* start The data *
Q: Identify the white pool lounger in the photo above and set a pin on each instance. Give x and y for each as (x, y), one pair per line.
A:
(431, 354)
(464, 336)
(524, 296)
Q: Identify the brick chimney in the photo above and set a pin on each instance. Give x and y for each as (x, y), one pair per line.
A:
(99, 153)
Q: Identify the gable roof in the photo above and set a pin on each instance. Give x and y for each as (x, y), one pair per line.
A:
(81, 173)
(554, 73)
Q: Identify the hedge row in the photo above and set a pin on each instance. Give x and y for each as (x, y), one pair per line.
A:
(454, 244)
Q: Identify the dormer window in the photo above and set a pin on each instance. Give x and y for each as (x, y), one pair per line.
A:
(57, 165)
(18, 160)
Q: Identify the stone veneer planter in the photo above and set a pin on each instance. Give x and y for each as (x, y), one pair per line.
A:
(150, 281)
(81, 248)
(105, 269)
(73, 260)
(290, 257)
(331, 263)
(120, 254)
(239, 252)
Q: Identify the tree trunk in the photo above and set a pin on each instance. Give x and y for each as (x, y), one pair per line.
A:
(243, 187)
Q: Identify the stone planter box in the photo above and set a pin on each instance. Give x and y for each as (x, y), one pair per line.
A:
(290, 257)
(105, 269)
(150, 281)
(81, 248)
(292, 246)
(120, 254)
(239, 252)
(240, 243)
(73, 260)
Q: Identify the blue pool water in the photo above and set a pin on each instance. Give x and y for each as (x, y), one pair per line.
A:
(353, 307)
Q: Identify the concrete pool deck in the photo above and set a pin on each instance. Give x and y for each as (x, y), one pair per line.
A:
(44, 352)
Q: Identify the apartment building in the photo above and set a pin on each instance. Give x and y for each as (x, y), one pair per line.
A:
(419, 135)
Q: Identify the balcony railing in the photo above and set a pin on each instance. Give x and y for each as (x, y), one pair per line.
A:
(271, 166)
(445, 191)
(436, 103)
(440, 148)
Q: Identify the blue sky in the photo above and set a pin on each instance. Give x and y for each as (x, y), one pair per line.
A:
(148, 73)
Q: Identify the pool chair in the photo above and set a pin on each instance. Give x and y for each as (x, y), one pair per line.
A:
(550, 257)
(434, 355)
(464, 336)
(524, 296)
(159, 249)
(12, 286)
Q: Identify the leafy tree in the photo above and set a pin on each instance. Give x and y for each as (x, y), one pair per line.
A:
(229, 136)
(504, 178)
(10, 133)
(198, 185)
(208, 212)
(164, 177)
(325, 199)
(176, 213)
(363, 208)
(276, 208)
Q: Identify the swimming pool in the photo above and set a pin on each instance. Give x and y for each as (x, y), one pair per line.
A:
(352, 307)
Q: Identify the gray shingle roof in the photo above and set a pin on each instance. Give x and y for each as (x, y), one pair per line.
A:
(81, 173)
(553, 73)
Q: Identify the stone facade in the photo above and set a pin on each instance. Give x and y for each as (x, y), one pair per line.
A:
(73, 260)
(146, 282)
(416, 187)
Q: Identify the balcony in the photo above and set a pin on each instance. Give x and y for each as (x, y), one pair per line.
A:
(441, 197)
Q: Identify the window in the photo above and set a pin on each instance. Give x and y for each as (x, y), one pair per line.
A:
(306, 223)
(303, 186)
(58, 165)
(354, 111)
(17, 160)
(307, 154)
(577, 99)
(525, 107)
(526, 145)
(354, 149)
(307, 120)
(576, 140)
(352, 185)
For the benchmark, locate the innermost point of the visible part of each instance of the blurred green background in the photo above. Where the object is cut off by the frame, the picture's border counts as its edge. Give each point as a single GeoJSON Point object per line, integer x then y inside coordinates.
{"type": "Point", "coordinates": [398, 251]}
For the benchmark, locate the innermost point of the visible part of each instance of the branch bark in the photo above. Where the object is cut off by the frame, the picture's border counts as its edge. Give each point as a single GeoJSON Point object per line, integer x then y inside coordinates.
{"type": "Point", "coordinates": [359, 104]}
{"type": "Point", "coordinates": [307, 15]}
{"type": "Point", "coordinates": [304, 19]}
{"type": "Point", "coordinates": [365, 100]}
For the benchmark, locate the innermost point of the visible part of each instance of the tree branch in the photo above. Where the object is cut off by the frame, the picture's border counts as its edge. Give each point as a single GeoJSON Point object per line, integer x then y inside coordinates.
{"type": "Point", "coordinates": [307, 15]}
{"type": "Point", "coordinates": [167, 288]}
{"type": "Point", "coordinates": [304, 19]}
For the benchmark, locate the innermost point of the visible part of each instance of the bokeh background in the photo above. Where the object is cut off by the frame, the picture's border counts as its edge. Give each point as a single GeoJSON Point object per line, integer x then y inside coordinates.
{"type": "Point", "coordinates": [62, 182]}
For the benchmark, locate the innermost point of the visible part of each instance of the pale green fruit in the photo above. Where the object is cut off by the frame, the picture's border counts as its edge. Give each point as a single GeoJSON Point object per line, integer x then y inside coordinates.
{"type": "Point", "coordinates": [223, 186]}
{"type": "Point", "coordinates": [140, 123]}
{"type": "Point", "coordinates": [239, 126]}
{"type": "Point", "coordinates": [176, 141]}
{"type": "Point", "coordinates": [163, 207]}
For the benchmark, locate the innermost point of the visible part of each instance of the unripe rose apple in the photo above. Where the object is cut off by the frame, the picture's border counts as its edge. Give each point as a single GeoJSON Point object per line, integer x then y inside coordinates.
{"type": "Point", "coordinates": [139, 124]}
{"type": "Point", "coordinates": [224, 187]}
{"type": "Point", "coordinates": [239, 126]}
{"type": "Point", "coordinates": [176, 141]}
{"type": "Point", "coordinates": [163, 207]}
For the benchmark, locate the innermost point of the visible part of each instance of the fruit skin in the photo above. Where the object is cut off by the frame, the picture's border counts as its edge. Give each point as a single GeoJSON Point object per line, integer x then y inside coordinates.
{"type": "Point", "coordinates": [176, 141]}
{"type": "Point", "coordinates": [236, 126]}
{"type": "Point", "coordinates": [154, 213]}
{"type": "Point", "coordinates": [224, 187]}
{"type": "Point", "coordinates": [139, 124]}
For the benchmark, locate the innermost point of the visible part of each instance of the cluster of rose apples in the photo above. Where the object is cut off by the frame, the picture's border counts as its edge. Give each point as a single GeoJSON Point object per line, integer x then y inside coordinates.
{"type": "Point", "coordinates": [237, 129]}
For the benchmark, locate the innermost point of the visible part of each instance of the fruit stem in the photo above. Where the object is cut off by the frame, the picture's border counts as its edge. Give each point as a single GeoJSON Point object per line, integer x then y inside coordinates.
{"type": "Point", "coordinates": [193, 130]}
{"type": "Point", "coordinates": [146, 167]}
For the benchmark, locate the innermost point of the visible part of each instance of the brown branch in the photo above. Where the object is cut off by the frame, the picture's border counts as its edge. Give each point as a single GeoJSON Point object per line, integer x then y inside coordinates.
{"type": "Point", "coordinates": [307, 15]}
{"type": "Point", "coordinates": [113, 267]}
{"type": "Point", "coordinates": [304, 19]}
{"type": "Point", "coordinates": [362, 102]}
* end The data *
__Stated problem__
Give back, exactly as written, the lines from the one with "of the brown" to the last line.

__Answer to the task__
For the benchmark, locate the innermost point of the visible part of each instance of the brown branch in the photo above. Where the object is cut off by the frame, the picture's border counts as its edge. Give each point as a single GeoJSON Point object per line, integer x then y inside coordinates.
{"type": "Point", "coordinates": [307, 15]}
{"type": "Point", "coordinates": [113, 267]}
{"type": "Point", "coordinates": [304, 19]}
{"type": "Point", "coordinates": [362, 102]}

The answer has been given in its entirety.